_Selected extract_:
************
In yet another escalation of terrorist violence in Iraq, a massive car bomb killed one of the country’s most prominent Shiite religious leaders and some 100 others in the holy city of Najaf Aug. 29. It was the deadliest attack since the fall of Saddam Hussein.

Abdul Aziz al-Hakim, brother of the slain cleric and a member of the U.S.-appointed Iraqi Governing Council, blamed the U.S. occupation for the attack, saying, “The occupation forces that have occupied the country by force are responsible for security and for all the blood spilled in Najaf and Baghdad and Mosul and throughout Iraq.”

Hundreds of thousands of Iraqis marched in an Aug. 31 funeral procession for Ayatollah Mohammad Baqir al-Hakim. Hakim, 64, headed the Supreme Council for the Islamic Revolution in Iraq (SCIRI), a group he founded in 1982 while exiled in Iran.

His brother told the crowd, “We will follow Hakim’s ideas: unity in Iraq between Shiite, Sunnis, and Kurds; or a democratic country without dictatorship; and a country not under occupation.”

From all reports the U.S. occupation is increasingly isolated from the Iraqi people, who are suffering daily violence and a continuing lack of electricity, water, and jobs.

Simon Serfaty, a specialist at the Center for Strategic and International Studies, whose board members include people like Zbigniew Brzezinski, William Cohen, Henry Kissinger and Brent Scowcroft, told Agence France Press, “Things are going rotten, we are seeing a degradation for which there appears to be no remedy. American military power seems to unable to keep up with events in a country where everything is out of control.”

Attacks have increased against U.S. and British troops in southern Iraq, a largely Shiite region, putting an end to U.S. claims that unrest is restricted to remnants of Saddam Hussein supporters north of Baghdad. On Sept. 1, two U.S. soldiers were killed when a bomb went off beside their convoy in southern Iraq.

The number of U.S. troops killed in Iraq is now close to 300, with more than half killed since President Bush announced the end of major combat, May 1.
************
_Supplied data_:
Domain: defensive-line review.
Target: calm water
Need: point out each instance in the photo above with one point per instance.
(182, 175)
************
_Directive A_: Reproduce everything from "In yet another" down to "of Saddam Hussein." in the article on the Najaf car bombing.
_Directive B_: Carry on the article about the Najaf car bombing from its final sentence.

_Written answer A_:
In yet another escalation of terrorist violence in Iraq, a massive car bomb killed one of the country’s most prominent Shiite religious leaders and some 100 others in the holy city of Najaf Aug. 29. It was the deadliest attack since the fall of Saddam Hussein.

_Written answer B_:
The number of those wounded, well over 1,000, is close to triple that of the 1991 Gulf War. The total increased more than 35 percent in August, when an average of almost 10 troops a day were injured. Last weekend, 14 were wounded, according to official reports. The Pentagon is announcing injuries only when attacks kill one or more troops. As a result many injuries are unreported.

On Capitol Hill, both Democratic and Republican lawmakers are voicing concern over the mounting, but not fully disclosed, occupation price tag.

“I think members of Congress have a responsibility to the people of this country to ask the hard questions about how much it’s going to cost, and how it’s going to be paid for,” said Sen. Dick Durbin (D-Ill.). “This is just like Vietnam. It’s being paid for by deficit spending that we ultimately have to face and pay.”

Rep. Jim Kolbe (R-Ariz.), chairman of the House appropriations subcommittee, criticized the administration for “not being very up front about how much is going to be needed,” but said U.S. taxpayers should expect to shoulder the burden.

A new nonpartisan Congressional Budget Office report requested by Sen. Robert Byrd (D-W.Va.) and released Sept. 2 says the Pentagon cannot sustain its occupation of Iraq beyond next March without pulling in additional forces from other branches of the military and reserves or from other countries, or somehow rapidly expanding the Army, at a cost of tens of billions.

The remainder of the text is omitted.